:: Provided data ::

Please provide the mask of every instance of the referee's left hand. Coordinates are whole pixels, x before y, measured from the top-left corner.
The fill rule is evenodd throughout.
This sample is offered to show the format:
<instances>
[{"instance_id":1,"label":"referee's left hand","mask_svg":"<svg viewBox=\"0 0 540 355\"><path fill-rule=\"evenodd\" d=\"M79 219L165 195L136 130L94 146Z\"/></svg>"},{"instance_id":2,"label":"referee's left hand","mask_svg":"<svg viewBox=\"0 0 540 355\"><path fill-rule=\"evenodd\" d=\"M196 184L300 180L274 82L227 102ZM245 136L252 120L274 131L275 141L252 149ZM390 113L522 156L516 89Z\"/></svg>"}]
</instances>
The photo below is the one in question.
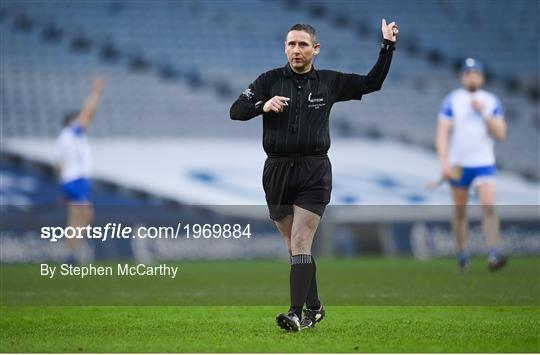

:::

> _Brief_
Look over the entries above. Copy every line that contains the word "evenodd".

> _Solution to the exercise_
The fill rule is evenodd throughout.
[{"instance_id":1,"label":"referee's left hand","mask_svg":"<svg viewBox=\"0 0 540 355\"><path fill-rule=\"evenodd\" d=\"M79 219L165 195L136 130L94 146Z\"/></svg>"},{"instance_id":2,"label":"referee's left hand","mask_svg":"<svg viewBox=\"0 0 540 355\"><path fill-rule=\"evenodd\" d=\"M196 184L300 180L274 82L227 102ZM245 136L252 120L274 131L275 141L252 149ZM390 113L522 156L516 89Z\"/></svg>"}]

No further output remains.